• WHAT THE TASK ASKS: After locating the line that contains "historic stone building.", quote it and all lines after it through the end of the entries, and nothing more. Pictures stay out.

________________________

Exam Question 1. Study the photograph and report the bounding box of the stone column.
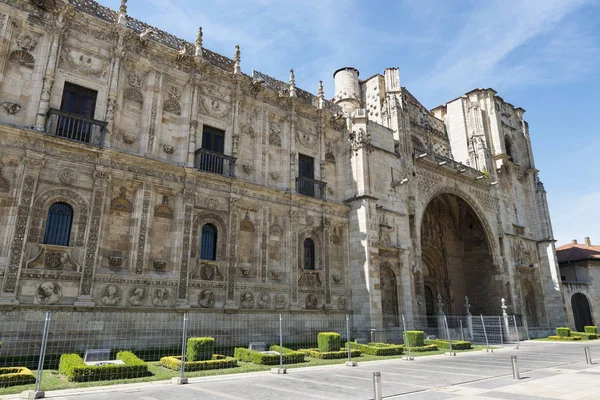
[176,188,196,308]
[75,168,110,307]
[0,151,44,306]
[225,197,239,309]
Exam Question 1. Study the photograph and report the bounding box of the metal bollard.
[373,372,383,400]
[583,346,593,365]
[510,356,521,379]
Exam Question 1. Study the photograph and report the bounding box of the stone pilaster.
[0,152,44,305]
[75,169,110,307]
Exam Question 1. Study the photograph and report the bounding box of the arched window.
[200,224,217,260]
[44,202,73,246]
[304,239,315,270]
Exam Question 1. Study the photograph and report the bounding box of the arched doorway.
[421,193,506,315]
[379,264,400,327]
[571,293,594,332]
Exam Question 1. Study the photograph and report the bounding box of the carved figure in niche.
[258,292,271,309]
[240,292,254,308]
[36,282,62,304]
[152,288,169,307]
[275,293,285,309]
[198,290,215,308]
[127,288,146,306]
[306,294,317,310]
[102,285,121,306]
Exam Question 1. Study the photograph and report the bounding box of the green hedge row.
[160,354,238,371]
[584,326,598,334]
[405,331,425,348]
[548,336,581,342]
[58,351,148,382]
[425,339,473,350]
[556,327,571,337]
[344,342,404,356]
[317,332,342,353]
[185,337,215,362]
[298,349,361,360]
[0,367,35,388]
[233,346,304,365]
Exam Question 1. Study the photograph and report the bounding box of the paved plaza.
[1,341,600,400]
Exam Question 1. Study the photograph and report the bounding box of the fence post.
[271,313,287,374]
[479,314,494,353]
[402,314,413,361]
[373,372,383,400]
[346,314,358,367]
[444,315,456,356]
[513,315,519,350]
[171,312,188,385]
[28,311,52,399]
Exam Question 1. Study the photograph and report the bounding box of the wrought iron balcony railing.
[296,177,327,200]
[194,149,236,178]
[46,108,106,146]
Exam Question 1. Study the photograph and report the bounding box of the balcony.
[194,148,236,178]
[46,108,106,146]
[296,177,327,200]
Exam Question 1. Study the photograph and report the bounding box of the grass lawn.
[0,345,486,395]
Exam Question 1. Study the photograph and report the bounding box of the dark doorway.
[571,293,594,332]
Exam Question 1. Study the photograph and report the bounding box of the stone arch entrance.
[571,293,594,332]
[421,193,506,314]
[379,264,400,327]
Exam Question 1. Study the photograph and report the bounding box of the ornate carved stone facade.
[0,0,564,332]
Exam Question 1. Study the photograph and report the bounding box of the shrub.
[317,332,342,353]
[298,349,361,360]
[425,339,473,350]
[185,337,215,362]
[233,346,304,365]
[571,332,598,340]
[160,354,237,371]
[584,326,598,334]
[406,331,425,347]
[556,327,571,337]
[548,336,581,341]
[344,342,404,356]
[0,367,35,388]
[58,351,148,382]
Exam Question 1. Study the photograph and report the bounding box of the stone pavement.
[0,340,600,400]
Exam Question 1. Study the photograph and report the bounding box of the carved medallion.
[58,168,78,185]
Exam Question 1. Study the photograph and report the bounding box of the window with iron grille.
[44,202,73,246]
[200,224,217,260]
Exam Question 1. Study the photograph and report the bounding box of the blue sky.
[106,0,600,244]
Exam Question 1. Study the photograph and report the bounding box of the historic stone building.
[0,0,565,327]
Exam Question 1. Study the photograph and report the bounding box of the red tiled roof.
[556,243,600,263]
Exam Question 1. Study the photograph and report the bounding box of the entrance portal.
[421,193,506,315]
[571,293,594,332]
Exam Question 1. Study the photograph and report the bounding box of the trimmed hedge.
[317,332,342,353]
[0,367,35,388]
[548,336,581,342]
[571,332,598,340]
[58,351,149,382]
[160,354,238,371]
[584,326,598,334]
[233,346,304,365]
[344,342,404,356]
[425,339,473,350]
[410,344,438,353]
[185,337,215,362]
[556,327,571,337]
[406,331,425,348]
[298,349,361,360]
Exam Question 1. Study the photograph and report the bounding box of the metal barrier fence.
[0,310,520,394]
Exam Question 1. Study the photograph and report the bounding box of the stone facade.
[0,0,565,332]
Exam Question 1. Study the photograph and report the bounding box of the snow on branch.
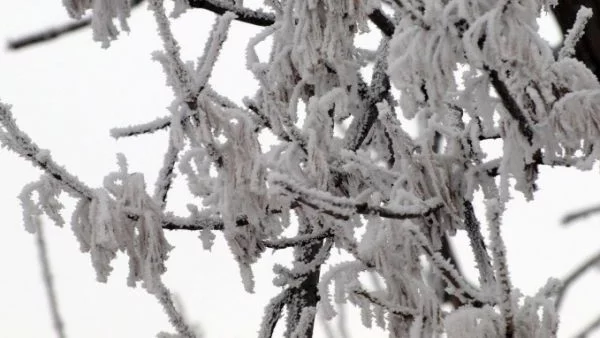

________________________

• OUTPUT FOR THIS EXERCISE:
Exam Question 1. Study the photograph and report the bounding box of the historic stone building.
[0,0,565,327]
Exam Question 1. Study the photograph and report the bounding box of the red tiled roof.
[556,243,600,263]
Exam Question 1. Study the photograph and report the bounding box of the entrance portal.
[421,193,506,315]
[571,293,594,332]
Exam Question 1. Study the photograph and report the bounding box of the trimmed hedge.
[317,332,342,353]
[0,367,35,388]
[548,336,581,342]
[571,332,598,340]
[58,351,149,382]
[160,354,238,371]
[584,326,598,334]
[233,346,304,365]
[344,342,404,356]
[425,339,473,350]
[410,344,438,353]
[185,337,215,362]
[556,327,571,337]
[406,331,425,348]
[298,349,361,360]
Exam Question 1. Study the photograph and report the bounding box of the metal barrier fence.
[0,310,520,394]
Exam Question 1. Study the photograph and report the bounding box of the stone facade.
[0,0,565,332]
Exam Question 1. Study the photograph and report the bounding box of the snow on branch.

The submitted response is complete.